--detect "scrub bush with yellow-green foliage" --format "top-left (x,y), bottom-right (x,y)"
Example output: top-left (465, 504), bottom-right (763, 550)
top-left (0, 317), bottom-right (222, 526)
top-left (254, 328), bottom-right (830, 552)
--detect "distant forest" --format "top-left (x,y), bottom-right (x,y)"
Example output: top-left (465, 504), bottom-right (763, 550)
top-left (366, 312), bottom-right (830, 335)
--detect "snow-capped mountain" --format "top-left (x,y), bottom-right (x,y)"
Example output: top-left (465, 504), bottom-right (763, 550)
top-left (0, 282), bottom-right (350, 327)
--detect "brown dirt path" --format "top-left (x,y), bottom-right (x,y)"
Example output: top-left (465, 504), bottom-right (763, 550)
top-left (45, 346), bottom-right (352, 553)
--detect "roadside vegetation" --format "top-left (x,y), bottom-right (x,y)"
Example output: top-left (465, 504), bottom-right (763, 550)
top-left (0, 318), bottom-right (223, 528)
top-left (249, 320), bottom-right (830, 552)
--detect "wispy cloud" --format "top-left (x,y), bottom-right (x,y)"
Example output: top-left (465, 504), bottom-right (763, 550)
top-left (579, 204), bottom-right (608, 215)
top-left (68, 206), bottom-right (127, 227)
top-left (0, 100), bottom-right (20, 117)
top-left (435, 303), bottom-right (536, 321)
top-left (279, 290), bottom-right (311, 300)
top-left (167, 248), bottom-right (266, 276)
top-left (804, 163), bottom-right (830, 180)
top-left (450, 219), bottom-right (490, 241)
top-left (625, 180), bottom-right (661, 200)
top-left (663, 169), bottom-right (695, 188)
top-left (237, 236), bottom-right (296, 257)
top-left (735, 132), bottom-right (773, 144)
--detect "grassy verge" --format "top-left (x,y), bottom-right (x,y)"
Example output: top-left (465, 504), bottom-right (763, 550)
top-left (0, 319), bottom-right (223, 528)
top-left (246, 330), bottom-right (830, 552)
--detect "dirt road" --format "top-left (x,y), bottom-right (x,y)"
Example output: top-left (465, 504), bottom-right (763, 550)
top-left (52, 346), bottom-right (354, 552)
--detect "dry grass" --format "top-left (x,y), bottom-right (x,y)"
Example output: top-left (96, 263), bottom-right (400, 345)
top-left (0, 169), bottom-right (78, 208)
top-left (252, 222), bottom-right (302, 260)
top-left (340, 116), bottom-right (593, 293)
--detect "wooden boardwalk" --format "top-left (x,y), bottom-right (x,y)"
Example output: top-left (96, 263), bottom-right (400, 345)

---------------

> Problem to solve: Return every line of the listing above verbatim, keeping the original order.

> Exercise response:
--detect "scrub bush with yellow-green foliage" --format "top-left (x,y), bottom-right (x,y)"
Example output: top-left (465, 504), bottom-right (763, 550)
top-left (0, 317), bottom-right (222, 526)
top-left (254, 328), bottom-right (830, 552)
--detect "distant forest" --format "top-left (x,y), bottom-right (x,y)"
Example output: top-left (465, 504), bottom-right (763, 550)
top-left (366, 312), bottom-right (830, 335)
--detect "snow-capped mountain" --format "top-left (x,y), bottom-right (x,y)"
Example output: top-left (465, 504), bottom-right (763, 550)
top-left (0, 282), bottom-right (350, 327)
--detect "brown dirt path" --format "top-left (x,y), bottom-right (x,y)"
Example output: top-left (465, 504), bottom-right (763, 550)
top-left (45, 346), bottom-right (352, 553)
--detect "roadside vegetation" --format "top-left (x,y), bottom-right (x,y)"
Example output: top-left (465, 504), bottom-right (763, 550)
top-left (0, 318), bottom-right (223, 528)
top-left (249, 320), bottom-right (830, 552)
--detect "wispy cloud" --format "top-left (x,y), bottom-right (x,y)"
Example output: top-left (465, 504), bottom-right (763, 550)
top-left (579, 204), bottom-right (608, 215)
top-left (68, 206), bottom-right (127, 227)
top-left (0, 100), bottom-right (20, 117)
top-left (435, 303), bottom-right (536, 321)
top-left (279, 290), bottom-right (311, 300)
top-left (167, 248), bottom-right (266, 276)
top-left (804, 163), bottom-right (830, 180)
top-left (450, 219), bottom-right (490, 241)
top-left (625, 180), bottom-right (661, 200)
top-left (663, 169), bottom-right (695, 188)
top-left (237, 236), bottom-right (296, 257)
top-left (735, 132), bottom-right (773, 144)
--detect "grassy verge" --format "top-left (x,y), bottom-right (x,y)"
Example output: top-left (465, 504), bottom-right (763, 550)
top-left (0, 319), bottom-right (223, 528)
top-left (246, 330), bottom-right (830, 552)
--detect "dirt road" --format "top-left (x,y), bottom-right (x,y)"
Example output: top-left (465, 504), bottom-right (763, 550)
top-left (52, 346), bottom-right (354, 552)
--detect "dry grass" --format "top-left (x,y), bottom-right (x,y)"
Example output: top-left (96, 263), bottom-right (400, 345)
top-left (0, 169), bottom-right (78, 208)
top-left (252, 222), bottom-right (302, 260)
top-left (340, 116), bottom-right (593, 293)
--detect "wooden boardwalk" --format "top-left (x,y), bottom-right (x,y)"
Example output: top-left (96, 263), bottom-right (400, 345)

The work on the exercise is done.